**TÂCHES À FAIRE:**
1. Résume en deux phrases le texte sur Marie.
2. Reproduis mot pour mot le passage du texte sur Marie qui commence par « Ce caractère servitorial » et se termine par « les femmes catholiques. ».

**TEXTE SOURCE:**
┄┄┄┄┄┄┄┄┄┄

Si brève qu’elle soit, la mention de « Marie mère virginale de Jésus » que les « musulmans honorent » exprime, mieux que tout autre passage de Nostra Aetate, l’affinité spirituelle du christianisme avec l’islâm. Il distingue ainsi l’islâm de toutes les autres religions, et aussi des formes déviées de la tradition chrétienne qui constituent le protestantisme. Ce que dit la déclaration est peu de chose ; mais c’est assurément mieux que rien.

La vérité est que la doctrine de l’islâm sur Marie est identique à celle de l’Église catholique, non seulement sur la question de la maternité virginale, mais aussi sur celle de l’Immaculée Conception : le Coran place dans la bouche de la mère de Maryam cette parole : « …, et moi, je la mets sous Ta protection contre Satan », (Coran, 3, 36).

De manière plus précise encore, il est dit dans un hadith prophétique : « Tout fils d’Adam nouveau-né est touché par Satan, à l’exception du Fils de Marie, et de sa mère ».
Cette affinité, plus profonde qu’il ne paraît, aurait dû conduire l’Église, dans la situation de faiblesse où elle est placée aujourd’hui, à se rapprocher de l’islâm plutôt qu’à rechercher l’appui du judaïsme, et a fortiori du sionisme, car il ne s’est jamais trouvé aucun juif orthodoxe pour reconnaître la maternité virginale de celle que le cardinal Ratzinger se plaisait à appeler : « la Fille de Sion ».
Depuis un demi-siècle, l’Église ne cesse de proclamer son héritage judaïque en oubliant que le christianisme, tout comme l’islâm, implique une rupture avec la Loi de Moïse. Cet oubli est pour elle d’autant plus dommageable que c’est la référence à Marie, et non au dogme de « l’unique Seigneur Jésus-Christ », qui permettrait à l’Église d’affirmer sa catholicité, c’est-à-dire son universalité, pour une raison que nous avons déjà évoquée : Marie est la « servante du Seigneur », la servante par excellence, ce qui indique une similitude annonciatrice de la fonction du Prophète de l’islâm.


Ce caractère servitorial est lié au symbolisme du voile. Selon Michel Vâlsan :
« La Réalité muhammadienne constitue le mystère du Verbe suprême, et universel, car elle est en même temps la Théophanie intégrale, (de l’Essence, des Attributs, et des Actes), et son occultation sous le voile de la Servitude absolue et totale ».
C’est parce qu’elle est la servante parfaite que Marie est toujours voilée, aussi bien dans ses apparitions que dans les représentations de l’Art sacré, notamment celui des icônes. Comme elle est, par ailleurs, le modèle de toutes les vertus, l’Église aurait été bien inspirée de reconnaître que l’attachement islamique au port du voile pouvait constituer un exemple pour les femmes catholiques.

┄┄┄┄┄┄┄┄┄┄

**DONNÉES SOURCES:**
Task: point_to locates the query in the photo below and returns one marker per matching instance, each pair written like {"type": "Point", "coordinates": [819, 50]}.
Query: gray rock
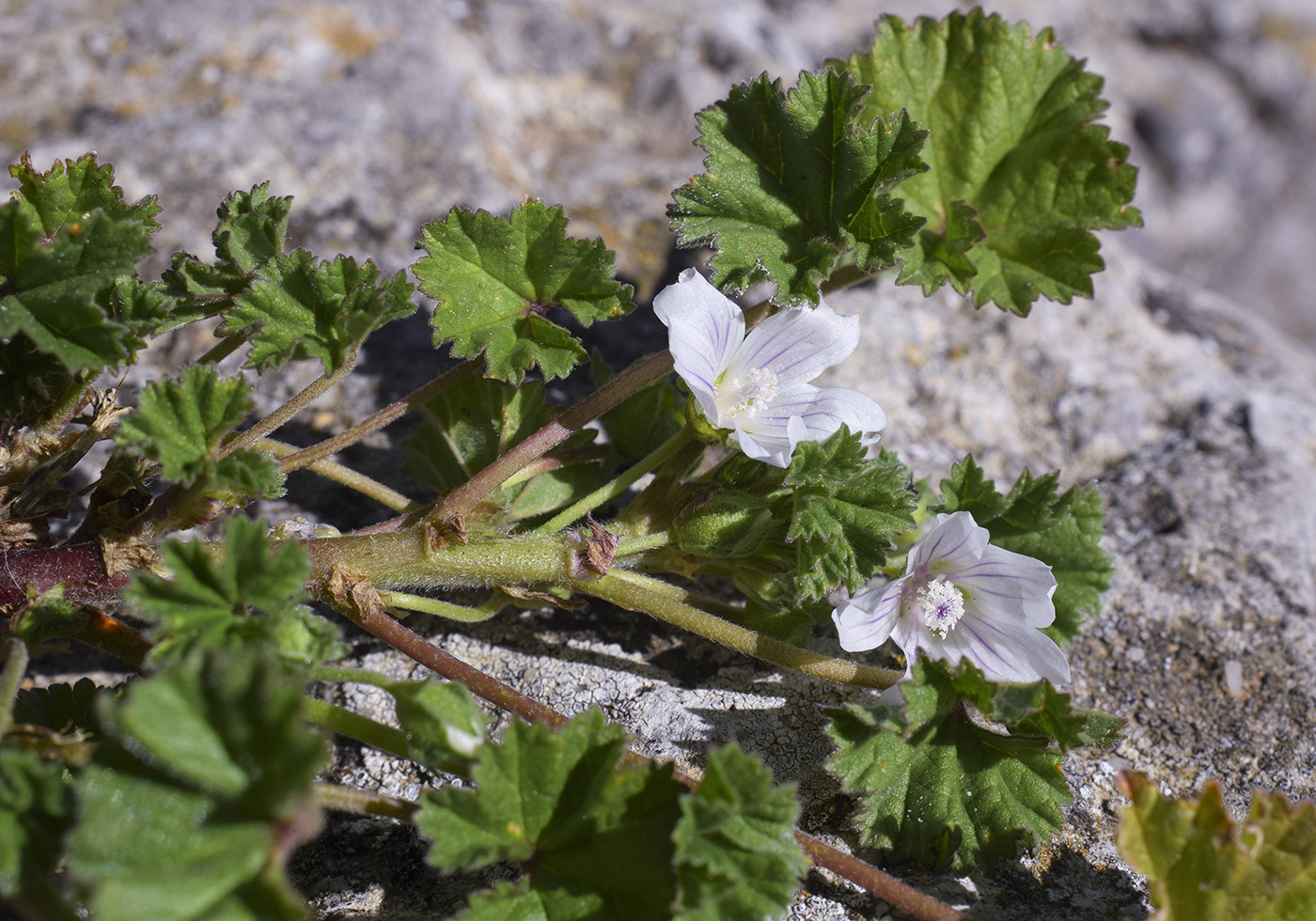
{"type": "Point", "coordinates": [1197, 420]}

┄┄┄┄┄┄┄┄┄┄

**RÉPONSES DONNÉES:**
1. La brève mention, dans Nostra Aetate, de Marie que les musulmans honorent exprime l'affinité spirituelle du christianisme avec l'islâm, dont la doctrine sur Marie est identique à celle de l'Église catholique, sur la maternité virginale comme sur l'Immaculée Conception. Plutôt que de rechercher l'appui du judaïsme, l'Église aurait dû se rapprocher de l'islâm, car la référence à Marie, servante parfaite toujours voilée, lui permettrait d'affirmer sa catholicité, et l'attachement islamique au voile pouvait servir d'exemple aux femmes catholiques.

2.
Ce caractère servitorial est lié au symbolisme du voile. Selon Michel Vâlsan :
« La Réalité muhammadienne constitue le mystère du Verbe suprême, et universel, car elle est en même temps la Théophanie intégrale, (de l’Essence, des Attributs, et des Actes), et son occultation sous le voile de la Servitude absolue et totale ».
C’est parce qu’elle est la servante parfaite que Marie est toujours voilée, aussi bien dans ses apparitions que dans les représentations de l’Art sacré, notamment celui des icônes. Comme elle est, par ailleurs, le modèle de toutes les vertus, l’Église aurait été bien inspirée de reconnaître que l’attachement islamique au port du voile pouvait constituer un exemple pour les femmes catholiques.